Economia
Sábado, 27 de julho de 2024

Desvalorização do peso deixa o brasileiro “mais rico” na Argentina? Entenda limites (e ilusões) do câmbio

Perda de valor do peso faz um real comprar mais unidades da moeda do país, mas hiperinflação

Menos de duas semanas atrás, no dia 11, uma sexta-feira, um real comprava cerca de 58 pesos, pelo câmbio oficial da Argentina. O valor já era alto quando comparado aos 35 pesos de janeiro deste ano. Mas acabou parecendo até baixo apenas três dias depois, quando um real passou a ser capaz de comprar mais de 70 pesos argentinos, na segunda-feira seguinte (14).

Com cada real valendo 72 pesos nesta quarta-feira (23) – ainda reflexo da decisão do banco central argentino de desvalorizar a moeda em 20% após a vitória do direitista Javier Milei nas primárias presidenciais do dia 13 – é comum ver brasileiros convencidos de que terão uma pequena fortuna nas mãos ao viajar para o país.

Segundo André Galhardo, economista e consultor da Remessa Online, o real, de fato, tem mais valor do que o peso no país vizinho, mesmo com a inflação galopante de 113,4% no acumulado de 12 meses até julho – até porque a desvalorização não aconteceu apenas agora em agosto. A moeda argentina já tinha perdido cerca de 75% do valor frente ao real ao longo do ano.

“Nos últimos meses, a desvalorização do peso foi drástica. O aumento dos preços chegou em um nível de hiperinflação por lá, mas, ainda assim, a perda de valor da moeda consegue ser mais rápida do que a mudança dos preços, o que faz com o real tenha vantagem frente à moeda local”, diz Galhardo.

Não significa, no entanto, abundância infinita para o brasileiro que vai ao país a turismo. A desvalorização inesperada deste mês, combinada com a inflação desenfreada dos meses anteriores, fez com que os argentinos perdessem a referência de preços internos. Com isso, os reajustes são tão flutuantes quanto a variação do próprio câmbio.

** O QUE FAZER **
1. Responda com base no texto sobre a desvalorização do peso:
(a) Quantos pesos um real comprava em janeiro deste ano?
(b) De quanto foi a inflação argentina no acumulado de 12 meses até julho?
(c) Quais funções André Galhardo exerce?
2. Dê continuidade ao texto sobre a desvalorização do peso, começando logo após a última frase apresentada.
O material que aparece depois do texto sobre a desvalorização do peso é independente dele.

** DADOS REGISTRADOS **

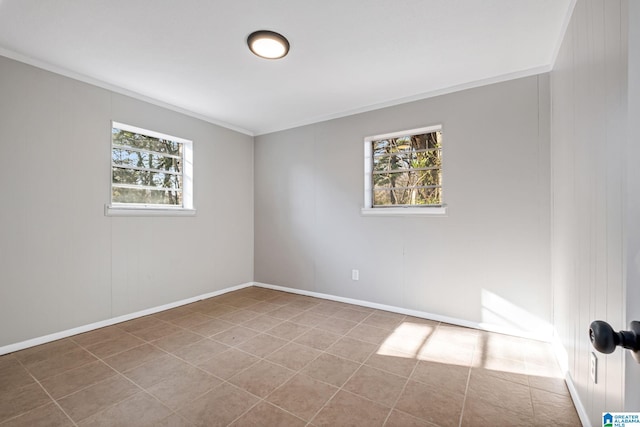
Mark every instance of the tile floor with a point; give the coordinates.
(258, 357)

** RESPOSTAS POR TAREFA **
1.
(a) Cerca de 35 pesos.
(b) 113,4%.
(c) Ele é economista e consultor da Remessa Online.

2.
“A ilusão do câmbio pode levar o turista a achar que tudo é uma maravilha”, diz Paulo Feldmann, professor da FIA Business School. “Mas a moeda está muito desvalorizada porque os preços subiram muito. É assim que a inflação funciona.”

    Big Mac é a referência

    Para o professor da FIA, um bom parâmetro para entender se os produtos e serviços estão caros em um país é o índice Big Mac, feito pela revista britânica The Economist. O índice existe desde 1986 e, com base na teoria da paridade do poder de compra, avalia se a taxa de câmbio de diferentes países está em seu nível “correto”.

    Como um Big Mac pode ser encontrado em qualquer país, com os mesmos ingredientes e forma de preparação, o preço do produto é usado como medidor da taxa de câmbio.

    A última atualização divulgada em agosto deste ano, tem como referência o mês de junho. A metodologia prevê que o dólar dos Estados Unidos é o padrão, assim como o preço do Big Mac no país.

    Em junho, um Big Mac custava US$ 5,58 nos EUA e 1.650 pesos (US$ 5,99) na Argentina. Segundo o índice, a diferença de preços sugere que o peso argentino está 7,4% acima do seu valor “justo” em relação ao dólar.

    Já no Brasil, o preço do Big Mac – de R$ 22,90 (US$ 4,81) – indica que o real está 13,7% abaixo da taxa de câmbio adequada, segundo a The Economist.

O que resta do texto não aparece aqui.